Given text:
[Start of section]
OPINION: It seems every second headline these days is about how the digital world is slowly killing us.
Tick-tock, tick-tock then booom! How did a 10-minute attempt in 1984 at clocking Donkey Kong turn into a game called Fortnite that is seeing some people admitted to hospital with the latest addiction: gaming?
And how come we’re being told our kids must only play it with an adult present?
And how is that possible when the truth is parents have never been so busy just trying to survive, which means they’ve never been so absent in their children’s lives as they are now. Working and commuting swallows us up in our drive to keep our heads above water; now you throw Fortnite at us as well.
* Garner: Six months in a leaky boat
* Garner: Our states of emergency
I’m serious. Too much screentime or gaming is now officially an addiction, a medical condition that only 2018 could find.
Industries will now be set up around this; counsellors, doctors, therapists, jobs for life for the doomsayers looking for a label to slap on kids just being kids and time-poor parents struggling in a world that is no longer simple.
So can I offer parents bewildered by this digital disease a door to the future which also harks back to the past.
Past the front door is a pathway that leads to this truly alternative thing called team sports. I know, team sports come in all shapes and sizes and are the key to a good life. Not everyone will find it is for them, but being part of a team can be the best thing ever.
Imagine it, you will meet your best friends, travel the country and perhaps the world if you get a bit lucky. You’ll learn to cope with disappointment and how to handle success.
You’ll learn disciplines that you didn’t know existed and you’ll push yourself like you didn’t think possible. You’ll find muscles that you’ll never find again and go from giving referees stick to holding a whistle thinking, man this is harder than I thought.
If life is about creating memories and sharing experiences then team sport is the equation most likely to get you there.
Humans need constant human interactions to stay in the light rather than in a world of dark despair called digital corruption – what you see in there is not like life itself.
If you’re stuck inside a computer or a gaming cell for 16 hours a day your life becomes just that – insular and dangerous where your sense of reality is either a game or a lie.
And if digi-addiction doesn’t quite knock us off then it’s making us fat, or mentally unwell or its turning us all into loners; imbeciles who have forgotten how to talk, mix and sit down with other humans and chew the fat.
[End of section]
Work instructions:
a) Reproduce the opinion piece on gaming addiction from the words "And how come" through "us as well.", replacing "busy" with "stretched".
b) Write the next part of the opinion piece on gaming addiction, picking up after its final sentence.

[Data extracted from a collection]
[Start of section]
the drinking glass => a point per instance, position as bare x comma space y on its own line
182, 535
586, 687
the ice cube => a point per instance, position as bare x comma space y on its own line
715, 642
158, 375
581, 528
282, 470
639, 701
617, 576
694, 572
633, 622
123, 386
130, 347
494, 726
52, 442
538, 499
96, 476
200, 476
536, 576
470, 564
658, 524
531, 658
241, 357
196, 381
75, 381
[End of section]
Responses to the tasks:
a)
And how come we’re being told our kids must only play it with an adult present?
And how is that possible when the truth is parents have never been so stretched just trying to survive, which means they’ve never been so absent in their children’s lives as they are now. Working and commuting swallows us up in our drive to keep our heads above water; now you throw Fortnite at us as well.

b)
Ever seen a Facebook profile pic of someone looking as bad as they could possibly be? Very rarely. Online life is not reality, it’s a dreamworld of megalomaniacs, pimps and frauds who are strangers to fresh air and the truth and, who at their worst, push people to take their own lives.
They even now make life sentences in the form of gaming chairs and bean bags that swallow you up and won’t let you out. The grip is dangerous.
I’m surprised the chairs don’t come with buttons to push that deliver pies to your mouth and vitamin D to your skin. That’s coming, I’m told.
I’m not so down on digital that I only see the bad side – computers are crucial, but not at the expense of the human race.
I’m so pleased my parents pushed me into team sports early. Just yesterday I got an invitation to a team reunion from 1989. There’ll be stories, lies and laughs.
Tomorrow my son plays league for the team he loves; they’ll start the day with their chant: “Brothers!” And they’ll end with high fives, bloody noses and bruised egos, sore knees and frustrations on display that show no matter what the score was they’re already thinking about the next game and the next time they catch up.
Digital matters, but only so much. Real human contact is way more powerful. It’s always been the case. And no matter how powerful the digital virus is, it will never consume us. If it does, you will know that the end of the world is not only nigh, but it just happened.
I have way more faith. Just keep playing team sport. My bit-part role in a team of seven-year-olds is one of my weekly highlights. Not sad. But most definitely true.